- **Objective**:
Pull out each line in the rows below that contains the word "like", and copy those lines unchanged.

- **Supplied material**:
------

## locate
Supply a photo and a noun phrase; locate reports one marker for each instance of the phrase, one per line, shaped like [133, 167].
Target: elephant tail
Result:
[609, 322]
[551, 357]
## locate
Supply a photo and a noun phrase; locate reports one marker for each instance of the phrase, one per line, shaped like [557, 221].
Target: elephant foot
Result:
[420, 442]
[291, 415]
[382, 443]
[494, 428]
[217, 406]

------

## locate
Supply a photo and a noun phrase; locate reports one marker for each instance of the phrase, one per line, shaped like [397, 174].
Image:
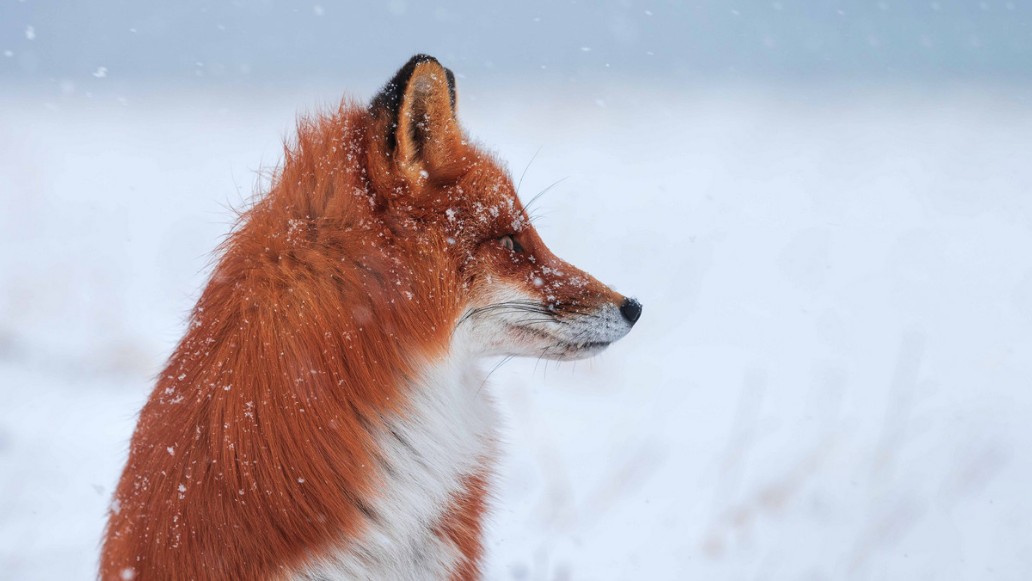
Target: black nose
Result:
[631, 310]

------

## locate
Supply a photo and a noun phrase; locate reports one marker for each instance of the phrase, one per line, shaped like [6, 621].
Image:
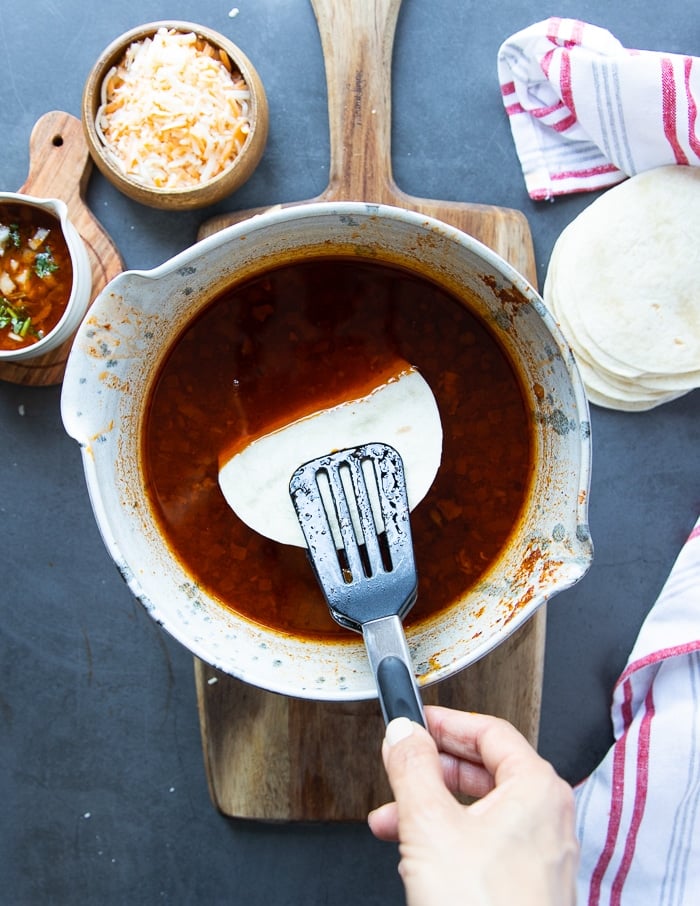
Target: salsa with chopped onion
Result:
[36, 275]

------

- **Solution to the problem**:
Supply a photo and a noun phrase; locate reports one marker for each instance of the phrase, one per line, shaped like [133, 167].
Supply a photo and a noun phrase; locate reports one marker for each instance of the phrase, one per line, shaped like [557, 221].
Supply a photo and a noun phrase; locate reports one marker for each instance of the phrase, one per line, shaped like [397, 174].
Supply a photo and a noun phrase; locate reports one marker for each instance of the phrase, one per line, shaped like [6, 621].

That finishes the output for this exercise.